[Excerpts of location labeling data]
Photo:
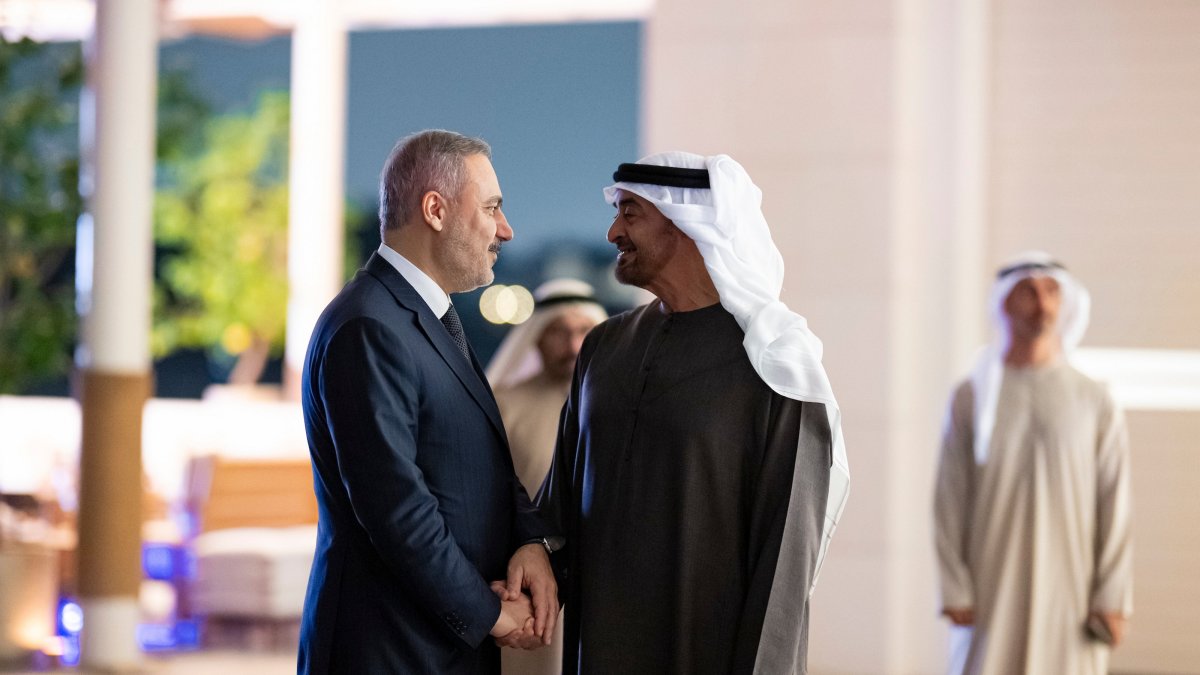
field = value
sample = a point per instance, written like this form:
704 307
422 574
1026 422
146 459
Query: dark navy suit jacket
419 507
* * *
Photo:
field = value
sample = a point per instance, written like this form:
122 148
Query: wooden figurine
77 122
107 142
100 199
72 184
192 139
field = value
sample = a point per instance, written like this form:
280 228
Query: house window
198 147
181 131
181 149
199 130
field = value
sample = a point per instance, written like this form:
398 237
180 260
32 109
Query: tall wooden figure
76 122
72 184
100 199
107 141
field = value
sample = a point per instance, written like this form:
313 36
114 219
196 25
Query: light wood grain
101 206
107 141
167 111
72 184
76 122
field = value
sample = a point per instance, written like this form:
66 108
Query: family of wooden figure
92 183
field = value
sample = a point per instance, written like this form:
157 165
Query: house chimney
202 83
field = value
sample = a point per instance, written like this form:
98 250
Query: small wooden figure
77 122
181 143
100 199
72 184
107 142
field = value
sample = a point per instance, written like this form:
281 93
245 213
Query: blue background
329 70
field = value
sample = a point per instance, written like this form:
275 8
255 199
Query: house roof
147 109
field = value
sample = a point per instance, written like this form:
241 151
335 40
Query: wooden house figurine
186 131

**PROBLEM TO SOLVE**
Show each line above that contains the word "figurine", copying every such line in full.

**WRITTEN SOLUTION**
Query: wooden figurine
Query: wooden house figurine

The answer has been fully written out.